- Metin Bloğu -
#####

Yetkin Dikinciler filmi anlatırken "Bu proje 'Benim derdim bende kalsın önce seninkini halledelim' diyen güzel insanlar ile dolu" demişti. Kayıp Kamyon filminin galasına koştura koştura gitmeme sebep olan işte bu cümle oldu. Zira birilerinin de bana "İyi hoş da kardeşim, sen nasılsın bu aralar?" diye sormasını bekliyordum. Biliyordum ki insanları en çok da kendi dertlerinin peşine düşmeleri yalnızlaştırıyordu. Bu aralar ruhumuzun en çok "sencilleşmeye" ihtiyacı vardı.
Uzun zamandır bu kadar sağlam bir senaryoya rastlamamıştım. Buna Ekrem Arslan'ın özenli ve yaratıcı rejisi de eklenince ortaya eli yüzü düzgün bir seyirlik çıkmış. Eleştirebileceğim tek konu, finalin biraz sarkmasıydı.
Oyunculuklara gelince: Bülent Emin Yarar yıldızlaşıyor gibi görünse de senaryonun gizli yükünü Yetkin Dikinciler'in enfes oyunculuğu çekiyor. Her zamanki mütevazılığıyla bir adım geride duruyor ama karşısında benim gibi bir yeteneksiz olsa beni bile oynatır vallahi...

#####

- Sağlanan Veriler -
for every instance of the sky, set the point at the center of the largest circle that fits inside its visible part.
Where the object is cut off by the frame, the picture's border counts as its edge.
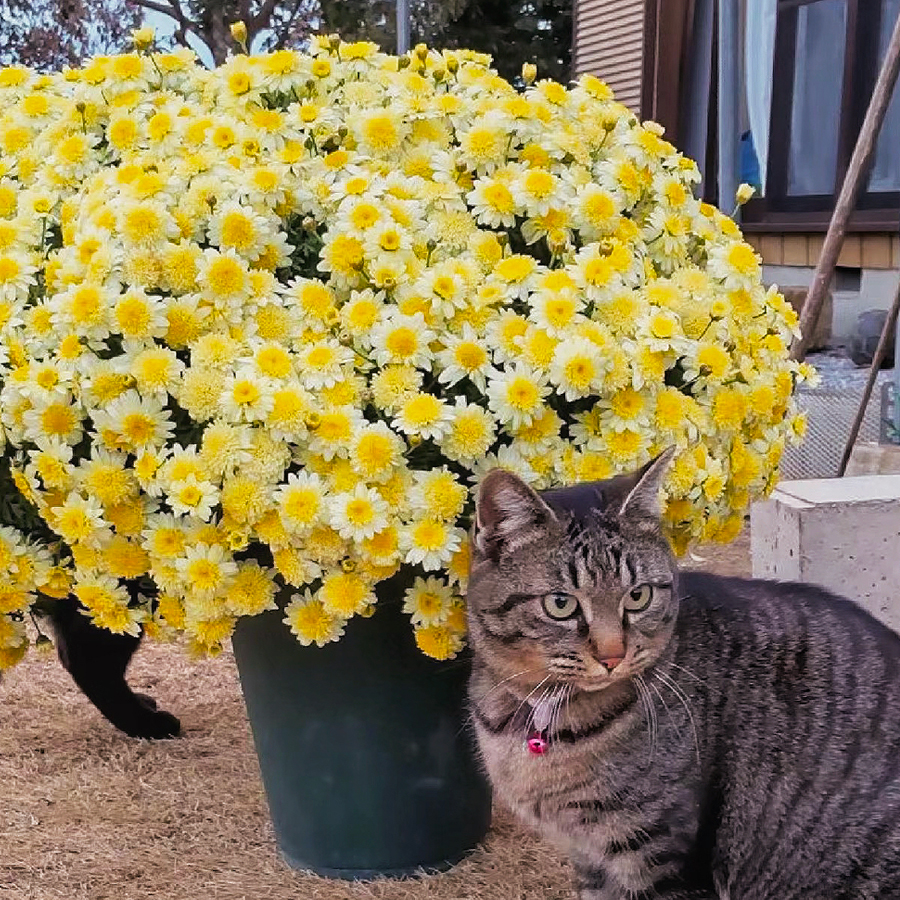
(165, 26)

#####

- Yönergeler -
**1)** Kayıp Kamyon yazısına göre filmin rejisini kim üstlenmiştir?
**2)** Kayıp Kamyon yazısında "Yetkin Dikinciler filmi" ifadesini içeren sözcüklerle açılıp "finalin biraz sarkmasıydı." ile kapanan bölümü, hiçbir değişiklik yapmadan kopyalayın.
**3)** Kayıp Kamyon yazısında adı geçen kişilerin tamamını sıralayın.

- Görevlere Ait Çözümler -
**1)** Ekrem Arslan

**2)**
Yetkin Dikinciler filmi anlatırken "Bu proje 'Benim derdim bende kalsın önce seninkini halledelim' diyen güzel insanlar ile dolu" demişti. Kayıp Kamyon filminin galasına koştura koştura gitmeme sebep olan işte bu cümle oldu. Zira birilerinin de bana "İyi hoş da kardeşim, sen nasılsın bu aralar?" diye sormasını bekliyordum. Biliyordum ki insanları en çok da kendi dertlerinin peşine düşmeleri yalnızlaştırıyordu. Bu aralar ruhumuzun en çok "sencilleşmeye" ihtiyacı vardı.
Uzun zamandır bu kadar sağlam bir senaryoya rastlamamıştım. Buna Ekrem Arslan'ın özenli ve yaratıcı rejisi de eklenince ortaya eli yüzü düzgün bir seyirlik çıkmış. Eleştirebileceğim tek konu, finalin biraz sarkmasıydı.

**3)** Yetkin Dikinciler, Ekrem Arslan, Bülent Emin Yarar